Given instruction: Turn the lines below into a numbered list, from the line containing "form [(286, 232)]." through the line containing "[(273, 103)]". Include both of those lines, and leave out any blank lines.

^^^^

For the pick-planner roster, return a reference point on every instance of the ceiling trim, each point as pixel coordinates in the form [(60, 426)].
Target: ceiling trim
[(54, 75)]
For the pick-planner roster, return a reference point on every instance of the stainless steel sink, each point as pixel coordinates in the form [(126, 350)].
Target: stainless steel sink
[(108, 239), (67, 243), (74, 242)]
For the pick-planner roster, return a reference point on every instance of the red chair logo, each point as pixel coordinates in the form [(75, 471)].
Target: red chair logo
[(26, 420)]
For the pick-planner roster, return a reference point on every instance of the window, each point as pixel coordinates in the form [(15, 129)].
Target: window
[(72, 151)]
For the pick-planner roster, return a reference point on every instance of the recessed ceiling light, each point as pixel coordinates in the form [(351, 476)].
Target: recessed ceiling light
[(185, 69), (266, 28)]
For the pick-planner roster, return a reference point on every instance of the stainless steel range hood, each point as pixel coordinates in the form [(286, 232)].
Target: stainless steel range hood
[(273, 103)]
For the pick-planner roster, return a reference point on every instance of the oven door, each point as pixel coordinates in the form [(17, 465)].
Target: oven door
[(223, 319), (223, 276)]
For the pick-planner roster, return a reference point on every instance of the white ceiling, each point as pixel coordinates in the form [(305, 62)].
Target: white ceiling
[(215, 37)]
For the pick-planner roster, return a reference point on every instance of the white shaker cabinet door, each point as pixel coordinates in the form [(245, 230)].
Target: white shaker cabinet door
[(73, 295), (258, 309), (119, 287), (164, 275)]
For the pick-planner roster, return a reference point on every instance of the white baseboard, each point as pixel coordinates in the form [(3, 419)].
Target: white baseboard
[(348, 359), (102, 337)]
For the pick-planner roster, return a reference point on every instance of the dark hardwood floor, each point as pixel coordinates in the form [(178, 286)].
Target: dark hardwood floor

^^^^

Response to the task:
1. For the pick-planner roster, return a reference point on every instance of the stainless steel range hood, each point as pixel coordinates in the form [(286, 232)].
2. Target: stainless steel range hood
3. [(273, 103)]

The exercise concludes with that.